「人生で一番刺さった小説」に手が伸びた30歳の私。
「転勤したとき、遠距離で付き合ってた3つ上の彼女いて、向こうは結婚したがってたけど、僕的には、まだ早かったから別れたんよね〜」
「にしても、今年だけでも6つも結婚式あって、さすがに応えるよね。僕も、いつかは結婚したいけどね笑」
今月、大分に転勤した。
転勤先の違う部署のちょっとイケメンな先輩とサシ飲み。
仕事の話を一通りしたら、こんな話になった。
先輩は、偶然にも私と同い年、30歳だった。
この年になると、なかなか不可避のこの話題。
次の日、SF小説を探しに本屋をぷらぷらしてたら、目をひいた帯をまとった小説に手が伸びた。
「人生で一番刺さった小説」…
今っぽい手書きでキャッチコピーのこちらの本。
辻村さんの小説は何冊も読んでるし、解説している朝井リョウさんの社会風刺的な小説も好き。当初予定したSF小説が分厚過ぎたので、いったんこちらの小説を持ってレジへ。

——

設問 A
出典の文章の「今月、大分に転勤した。」から「今っぽい手書きでキャッチコピーのこちらの本。」までをすべて書き写し、その中の「先輩」を「同僚」に差し替えてください。
設問 B
出典の文章によると、サシ飲みの相手の先輩は何歳でしたか。
設問 C
転勤と小説についての出典の文章を、最後の文の後から書き進めてください。
次のデータは、出典の文章とは別のところから取られたものです。

データ部分
——

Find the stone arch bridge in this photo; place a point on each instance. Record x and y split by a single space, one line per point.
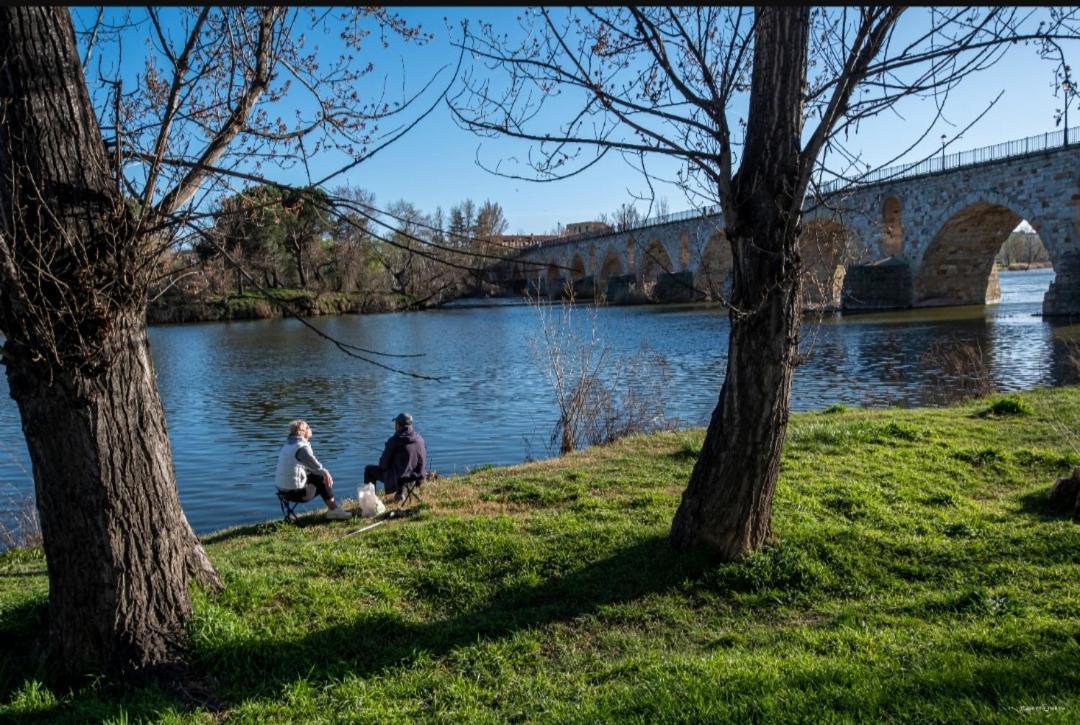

——

解答 A
今月、大分に転勤した。
転勤先の違う部署のちょっとイケメンな同僚とサシ飲み。
仕事の話を一通りしたら、こんな話になった。
同僚は、偶然にも私と同い年、30歳だった。
この年になると、なかなか不可避のこの話題。
次の日、SF小説を探しに本屋をぷらぷらしてたら、目をひいた帯をまとった小説に手が伸びた。
「人生で一番刺さった小説」…
今っぽい手書きでキャッチコピーのこちらの本。

解答 B
30歳で、私と同い年でした。

解答 C
実際に読んでみると…「あるある〜」「うわ、これ私の家族に流れている空気といっしょ」みたいな気持ちになる箇所が、(ありすぎるぐらい)ふんだんにある。
特に、この3つが緻密に言語化されているから、おもしろかった。
①親と地元での「ふつう」の息苦しさ
②マッチングアプリと結婚観(婚活)の現実
③ほんと嫌な人間よなって思う、ふだん忘れがちの自分のドロドロの傲慢さ
そして、こんなことも小説の中に書かれていた。
出身・学校歴・家庭環境によってみんな価値観は違うのに、
自分の価値観が全てと思いがちで、
親から逃れたくても逃れることは難しく、
「私」は何を本当に「自分」で決めることができるのか…
とってもおもしろい本だけど、辻村さんの小説であるあるの、無駄に長すぎる。今回も例にもれず、特に第二部はまるっといらないと私は思った。
なんにせよ、私たちは傲慢。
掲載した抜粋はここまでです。